_What you need to do_
In the passthrough thread below, list each name in the slash-separated group that comes right before the word "stuff".

══ Document extract ══

GPU passthrough support for Stoney [Radeon R2/R3/R4/R5 Graphics]?

Thu May 23 16:55:31 UTC 2019

On Wed, May 22, 2019 at 6:11 PM Alex Deucher <alexdeucher at gmail.com> wrote:
>
> On Wed, May 22, 2019 at 7:00 PM Micah Morton <mortonm at chromium.org> wrote:
> >
> > On Wed, May 22, 2019 at 1:39 PM Alex Deucher <alexdeucher at gmail.com> wrote:
> > >
> > > On Tue, May 21, 2019 at 1:46 PM Micah Morton <mortonm at chromium.org> wrote:
> > > >
> > > > On Fri, May 17, 2019 at 9:59 AM Alex Deucher <alexdeucher at gmail.com> wrote:
> > > > >
> > > > > On Fri, May 17, 2019 at 11:36 AM Micah Morton <mortonm at chromium.org> wrote:
> > > > > >
> > > > > > On Thu, May 16, 2019 at 1:39 PM Alex Deucher <alexdeucher at gmail.com> wrote:
> > > > > > >
> > > > > > > On Thu, May 16, 2019 at 4:07 PM Micah Morton <mortonm at chromium.org> wrote:
> > > > > > > >
> > > > > > > > On Wed, May 15, 2019 at 7:19 PM Alex Deucher <alexdeucher at gmail.com> wrote:
> > > > > > > > >
> > > > > > > > > On Wed, May 15, 2019 at 2:26 PM Micah Morton <mortonm at chromium.org> wrote:
> > > > > > > > > >
> > > > > > > > > > Hi folks,
> > > > > > > > > >
> > > > > > > > > > I'm interested in running a VM on a system with an integrated Stoney
> > > > > > > > > > [Radeon R2/R3/R4/R5 Graphics] card and passing through the graphics
> > > > > > > > > > card to the VM using the IOMMU. I'm wondering whether this is feasible
> > > > > > > > > > and supposed to be doable with the right setup (as opposed to passing
> > > > > > > > > > a discrete GPU to the VM, which I think is definitely doable?).
> > > > > > > > > >
> > > > > > > > > > So far, I can do all the qemu/kvm/vfio/iommu stuff to run the VM and
> > > > > > > > > > pass the integrated GPU to it, but the drm driver in the VM fails
> > > > > > > > > > during amdgpu_device_init(). Specifically, the logs show the SMU being
> > > > > > > > > > unresponsive, which leads to a 'SMU firmware load failed' error
> > > > > > > > > > message and kernel panic. I can share VM logs and the invocation of
> > > > > > > > > > qemu and such if helpful, but first wanted to know at a high level if
> > > > > > > > > > this should be feasible?
> > > > > > > > > >
> > > > > > > > > > P.S.: I'm not initializing the GPU in the host bios or host kernel at
> > > > > > > > > > all, so I should be passing a fresh GPU to the VM. Also, I'm pretty
> > > > > > > > > > sure I'm running the correct VGA bios for this GPU in the guest VM
> > > > > > > > > > bios before guest boot.
> > > > > > > > > >
> > > > > > > > > > Any comments/suggestions would be appreciated!
> > > > > > > > >
> > > > > > > > > It should work in at least once as long as your vm is properly set up.

═══
══ Extracted entries ══

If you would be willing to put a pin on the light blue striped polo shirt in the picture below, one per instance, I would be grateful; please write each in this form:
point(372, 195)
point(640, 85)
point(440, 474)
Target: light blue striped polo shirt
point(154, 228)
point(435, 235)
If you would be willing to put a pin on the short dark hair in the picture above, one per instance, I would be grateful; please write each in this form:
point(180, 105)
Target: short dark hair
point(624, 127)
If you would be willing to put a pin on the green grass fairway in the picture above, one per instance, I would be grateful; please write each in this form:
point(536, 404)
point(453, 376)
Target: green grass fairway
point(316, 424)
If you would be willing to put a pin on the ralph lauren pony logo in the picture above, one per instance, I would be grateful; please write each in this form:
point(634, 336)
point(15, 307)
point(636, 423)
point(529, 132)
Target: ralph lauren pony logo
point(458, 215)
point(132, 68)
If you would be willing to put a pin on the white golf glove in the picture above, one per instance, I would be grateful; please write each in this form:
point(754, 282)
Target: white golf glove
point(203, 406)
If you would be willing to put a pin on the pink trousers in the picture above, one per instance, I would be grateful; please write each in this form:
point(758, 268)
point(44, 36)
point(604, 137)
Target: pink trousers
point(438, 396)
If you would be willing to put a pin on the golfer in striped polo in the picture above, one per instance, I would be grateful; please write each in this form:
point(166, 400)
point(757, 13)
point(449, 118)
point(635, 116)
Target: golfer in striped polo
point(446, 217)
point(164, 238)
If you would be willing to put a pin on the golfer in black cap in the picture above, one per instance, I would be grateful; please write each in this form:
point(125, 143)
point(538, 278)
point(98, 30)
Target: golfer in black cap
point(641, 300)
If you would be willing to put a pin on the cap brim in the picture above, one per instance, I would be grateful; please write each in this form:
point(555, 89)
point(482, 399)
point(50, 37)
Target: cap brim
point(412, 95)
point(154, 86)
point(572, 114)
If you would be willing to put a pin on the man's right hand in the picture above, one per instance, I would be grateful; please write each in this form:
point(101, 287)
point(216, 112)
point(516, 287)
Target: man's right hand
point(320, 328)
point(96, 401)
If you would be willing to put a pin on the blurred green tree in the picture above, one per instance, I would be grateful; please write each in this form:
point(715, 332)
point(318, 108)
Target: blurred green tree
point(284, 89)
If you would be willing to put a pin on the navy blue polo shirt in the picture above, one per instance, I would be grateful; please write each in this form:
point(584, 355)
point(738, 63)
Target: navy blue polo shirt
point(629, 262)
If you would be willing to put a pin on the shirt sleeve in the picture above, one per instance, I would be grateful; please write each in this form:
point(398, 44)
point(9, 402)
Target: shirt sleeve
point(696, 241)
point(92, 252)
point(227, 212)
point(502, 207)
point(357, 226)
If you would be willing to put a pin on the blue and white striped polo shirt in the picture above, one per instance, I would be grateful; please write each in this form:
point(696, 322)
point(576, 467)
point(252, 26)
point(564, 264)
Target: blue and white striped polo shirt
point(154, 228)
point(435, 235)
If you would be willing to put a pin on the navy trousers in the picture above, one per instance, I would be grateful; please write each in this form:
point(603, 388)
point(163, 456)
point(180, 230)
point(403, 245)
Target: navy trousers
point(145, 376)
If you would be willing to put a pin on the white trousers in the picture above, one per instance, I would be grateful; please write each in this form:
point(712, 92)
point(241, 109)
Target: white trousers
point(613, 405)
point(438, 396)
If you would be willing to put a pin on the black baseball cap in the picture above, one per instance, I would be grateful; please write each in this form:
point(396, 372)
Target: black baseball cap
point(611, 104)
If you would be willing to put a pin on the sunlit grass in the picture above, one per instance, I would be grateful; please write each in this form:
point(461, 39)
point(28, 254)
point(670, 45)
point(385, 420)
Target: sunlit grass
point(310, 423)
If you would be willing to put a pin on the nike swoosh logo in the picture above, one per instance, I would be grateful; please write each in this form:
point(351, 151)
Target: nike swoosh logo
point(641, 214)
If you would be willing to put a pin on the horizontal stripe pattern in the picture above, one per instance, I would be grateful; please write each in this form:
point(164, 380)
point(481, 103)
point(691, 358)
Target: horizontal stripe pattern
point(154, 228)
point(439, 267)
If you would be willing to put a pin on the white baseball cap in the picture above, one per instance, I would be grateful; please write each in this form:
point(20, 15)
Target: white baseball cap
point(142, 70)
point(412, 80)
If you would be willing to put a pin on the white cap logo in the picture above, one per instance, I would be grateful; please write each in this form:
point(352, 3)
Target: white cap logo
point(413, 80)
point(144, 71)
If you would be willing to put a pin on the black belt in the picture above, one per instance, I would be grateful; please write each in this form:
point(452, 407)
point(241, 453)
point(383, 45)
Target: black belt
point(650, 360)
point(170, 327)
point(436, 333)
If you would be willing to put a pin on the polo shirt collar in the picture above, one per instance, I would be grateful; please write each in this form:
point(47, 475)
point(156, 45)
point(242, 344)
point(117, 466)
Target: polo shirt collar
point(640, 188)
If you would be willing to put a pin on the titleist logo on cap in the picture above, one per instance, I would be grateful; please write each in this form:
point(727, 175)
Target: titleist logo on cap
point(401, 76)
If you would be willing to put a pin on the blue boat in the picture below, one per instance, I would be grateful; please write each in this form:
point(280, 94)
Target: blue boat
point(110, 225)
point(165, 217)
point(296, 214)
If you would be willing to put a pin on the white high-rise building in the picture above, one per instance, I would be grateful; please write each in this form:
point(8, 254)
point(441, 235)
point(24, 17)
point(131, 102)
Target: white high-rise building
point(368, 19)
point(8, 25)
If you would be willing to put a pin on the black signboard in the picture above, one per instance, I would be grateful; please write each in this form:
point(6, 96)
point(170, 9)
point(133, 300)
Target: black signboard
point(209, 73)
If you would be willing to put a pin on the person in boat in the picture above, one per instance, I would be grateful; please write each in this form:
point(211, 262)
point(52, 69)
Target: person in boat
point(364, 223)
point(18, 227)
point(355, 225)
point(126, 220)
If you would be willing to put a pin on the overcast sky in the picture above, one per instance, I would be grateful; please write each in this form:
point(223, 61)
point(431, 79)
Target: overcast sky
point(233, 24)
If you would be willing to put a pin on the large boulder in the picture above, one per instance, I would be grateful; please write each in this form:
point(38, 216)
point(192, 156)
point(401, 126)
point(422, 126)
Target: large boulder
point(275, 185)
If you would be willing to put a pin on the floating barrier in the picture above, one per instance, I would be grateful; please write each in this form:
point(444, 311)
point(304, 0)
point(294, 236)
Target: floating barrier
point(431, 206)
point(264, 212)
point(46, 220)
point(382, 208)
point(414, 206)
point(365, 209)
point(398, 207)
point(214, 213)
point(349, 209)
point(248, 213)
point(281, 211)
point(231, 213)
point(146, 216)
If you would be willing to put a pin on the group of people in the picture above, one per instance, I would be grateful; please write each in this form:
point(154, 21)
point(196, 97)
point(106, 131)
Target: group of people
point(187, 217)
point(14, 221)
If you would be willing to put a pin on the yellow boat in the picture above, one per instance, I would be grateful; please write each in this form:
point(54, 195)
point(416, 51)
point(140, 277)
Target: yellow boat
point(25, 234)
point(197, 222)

═══
══ Extracted entries ══

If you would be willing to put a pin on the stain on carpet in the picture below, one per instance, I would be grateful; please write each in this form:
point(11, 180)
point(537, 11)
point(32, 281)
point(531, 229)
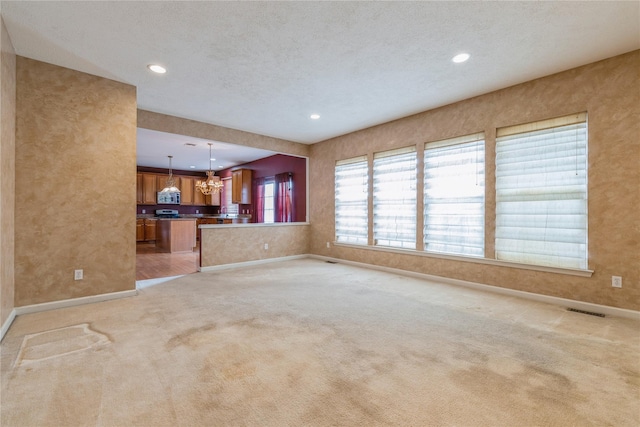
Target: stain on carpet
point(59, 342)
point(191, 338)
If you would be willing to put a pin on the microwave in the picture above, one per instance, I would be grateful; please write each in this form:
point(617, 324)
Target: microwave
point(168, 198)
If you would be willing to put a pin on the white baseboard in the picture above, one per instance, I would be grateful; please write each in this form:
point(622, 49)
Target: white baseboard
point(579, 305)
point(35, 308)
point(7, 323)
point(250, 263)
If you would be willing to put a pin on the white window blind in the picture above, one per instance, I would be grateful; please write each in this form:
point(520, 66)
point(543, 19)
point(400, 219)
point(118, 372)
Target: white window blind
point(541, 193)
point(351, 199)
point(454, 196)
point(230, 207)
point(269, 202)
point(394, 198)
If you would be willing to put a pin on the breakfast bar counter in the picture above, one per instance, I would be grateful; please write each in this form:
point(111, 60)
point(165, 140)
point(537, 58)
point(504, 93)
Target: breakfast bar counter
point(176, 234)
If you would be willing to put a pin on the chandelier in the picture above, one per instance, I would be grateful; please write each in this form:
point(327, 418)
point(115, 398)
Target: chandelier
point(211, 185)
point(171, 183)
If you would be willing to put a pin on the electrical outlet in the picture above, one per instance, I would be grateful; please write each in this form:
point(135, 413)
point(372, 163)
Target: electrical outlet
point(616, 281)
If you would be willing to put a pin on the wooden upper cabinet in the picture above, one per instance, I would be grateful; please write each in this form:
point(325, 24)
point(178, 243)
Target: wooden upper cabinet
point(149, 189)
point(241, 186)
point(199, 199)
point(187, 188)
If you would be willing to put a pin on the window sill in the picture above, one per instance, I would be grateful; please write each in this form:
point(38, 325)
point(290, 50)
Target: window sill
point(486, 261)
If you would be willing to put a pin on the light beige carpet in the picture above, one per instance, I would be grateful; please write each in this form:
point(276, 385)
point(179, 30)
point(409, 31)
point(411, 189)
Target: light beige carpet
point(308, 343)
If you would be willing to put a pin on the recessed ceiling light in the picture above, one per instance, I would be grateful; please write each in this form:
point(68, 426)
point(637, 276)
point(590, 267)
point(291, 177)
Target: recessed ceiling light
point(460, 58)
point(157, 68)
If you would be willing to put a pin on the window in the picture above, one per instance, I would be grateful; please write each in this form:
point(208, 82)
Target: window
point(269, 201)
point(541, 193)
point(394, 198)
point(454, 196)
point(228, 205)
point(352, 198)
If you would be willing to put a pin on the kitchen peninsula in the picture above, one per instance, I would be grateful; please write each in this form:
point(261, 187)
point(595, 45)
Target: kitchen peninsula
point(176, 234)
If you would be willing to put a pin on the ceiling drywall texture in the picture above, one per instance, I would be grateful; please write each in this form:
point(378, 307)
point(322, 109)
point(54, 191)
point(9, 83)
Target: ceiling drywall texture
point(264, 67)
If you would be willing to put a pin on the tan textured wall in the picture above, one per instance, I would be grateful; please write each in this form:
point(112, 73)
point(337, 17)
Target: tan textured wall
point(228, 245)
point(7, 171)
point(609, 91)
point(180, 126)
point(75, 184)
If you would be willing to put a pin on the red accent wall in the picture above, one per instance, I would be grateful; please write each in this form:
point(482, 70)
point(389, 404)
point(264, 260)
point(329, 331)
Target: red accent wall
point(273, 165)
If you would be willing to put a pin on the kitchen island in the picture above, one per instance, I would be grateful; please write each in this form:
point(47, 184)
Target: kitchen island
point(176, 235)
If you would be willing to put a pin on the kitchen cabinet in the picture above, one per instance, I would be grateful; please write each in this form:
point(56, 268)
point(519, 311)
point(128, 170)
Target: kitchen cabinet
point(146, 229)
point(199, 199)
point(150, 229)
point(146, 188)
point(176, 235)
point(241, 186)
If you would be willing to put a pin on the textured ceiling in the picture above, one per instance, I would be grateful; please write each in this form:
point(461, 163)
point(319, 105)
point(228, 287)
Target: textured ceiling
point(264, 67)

═══

_Correct response_
qemu, kvm, vfio, iommu